> [Extracted information]:
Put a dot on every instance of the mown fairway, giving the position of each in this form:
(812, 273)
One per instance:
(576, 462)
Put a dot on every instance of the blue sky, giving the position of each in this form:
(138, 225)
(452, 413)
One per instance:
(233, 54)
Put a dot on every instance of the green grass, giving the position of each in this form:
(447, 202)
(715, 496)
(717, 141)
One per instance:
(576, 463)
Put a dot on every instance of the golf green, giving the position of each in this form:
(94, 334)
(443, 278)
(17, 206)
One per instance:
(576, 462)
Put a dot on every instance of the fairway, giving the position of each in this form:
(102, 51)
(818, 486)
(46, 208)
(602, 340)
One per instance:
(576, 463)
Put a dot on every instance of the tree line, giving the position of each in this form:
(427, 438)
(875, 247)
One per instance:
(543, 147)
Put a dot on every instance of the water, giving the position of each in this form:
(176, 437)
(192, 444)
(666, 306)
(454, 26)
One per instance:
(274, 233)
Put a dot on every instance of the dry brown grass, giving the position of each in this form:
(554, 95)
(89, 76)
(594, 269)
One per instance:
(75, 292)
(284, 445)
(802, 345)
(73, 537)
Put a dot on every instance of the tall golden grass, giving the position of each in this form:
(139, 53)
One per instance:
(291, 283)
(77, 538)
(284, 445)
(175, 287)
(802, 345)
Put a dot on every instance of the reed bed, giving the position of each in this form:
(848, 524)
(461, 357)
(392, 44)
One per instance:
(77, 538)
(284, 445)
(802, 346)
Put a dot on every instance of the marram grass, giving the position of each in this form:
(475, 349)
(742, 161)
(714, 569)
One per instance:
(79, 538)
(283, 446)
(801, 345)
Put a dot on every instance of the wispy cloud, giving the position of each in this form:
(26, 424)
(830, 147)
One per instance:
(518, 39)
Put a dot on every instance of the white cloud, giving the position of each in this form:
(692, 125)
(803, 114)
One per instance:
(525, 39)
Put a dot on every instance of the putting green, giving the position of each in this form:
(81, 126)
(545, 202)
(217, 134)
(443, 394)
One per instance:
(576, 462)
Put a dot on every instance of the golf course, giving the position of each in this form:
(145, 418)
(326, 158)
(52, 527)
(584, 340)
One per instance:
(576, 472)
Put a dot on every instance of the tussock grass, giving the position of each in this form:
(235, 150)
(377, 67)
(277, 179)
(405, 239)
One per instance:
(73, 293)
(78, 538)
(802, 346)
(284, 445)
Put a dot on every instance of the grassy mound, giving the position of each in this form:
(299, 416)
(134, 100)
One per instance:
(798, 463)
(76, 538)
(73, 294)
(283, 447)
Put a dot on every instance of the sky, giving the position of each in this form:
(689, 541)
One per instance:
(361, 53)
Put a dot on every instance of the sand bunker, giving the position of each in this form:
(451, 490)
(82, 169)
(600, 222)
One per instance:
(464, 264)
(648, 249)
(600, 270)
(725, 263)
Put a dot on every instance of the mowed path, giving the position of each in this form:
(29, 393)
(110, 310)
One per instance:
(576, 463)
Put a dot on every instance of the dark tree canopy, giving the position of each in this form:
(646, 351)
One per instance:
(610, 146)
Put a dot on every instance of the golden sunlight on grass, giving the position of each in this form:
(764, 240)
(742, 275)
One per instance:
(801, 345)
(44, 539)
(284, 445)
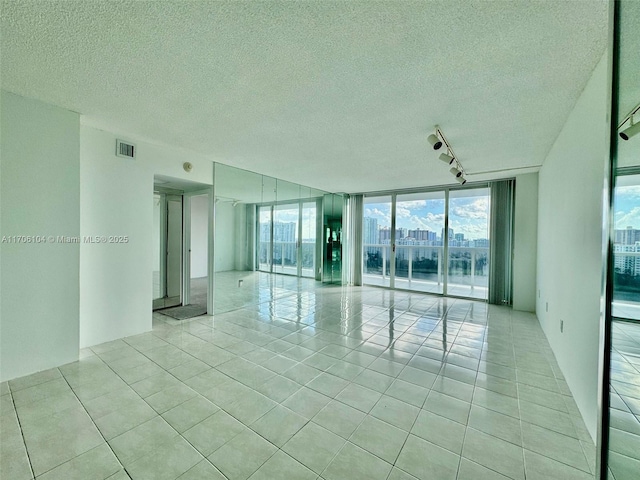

> [Exercise description]: Show every line of the entries above where the word "cloud" occurs.

> [Result of this task]:
Put a dot on every instance of the wispy cloud, giving the position of each in this form:
Put a dot on every instance of the white cloud, giving the position of each in this form:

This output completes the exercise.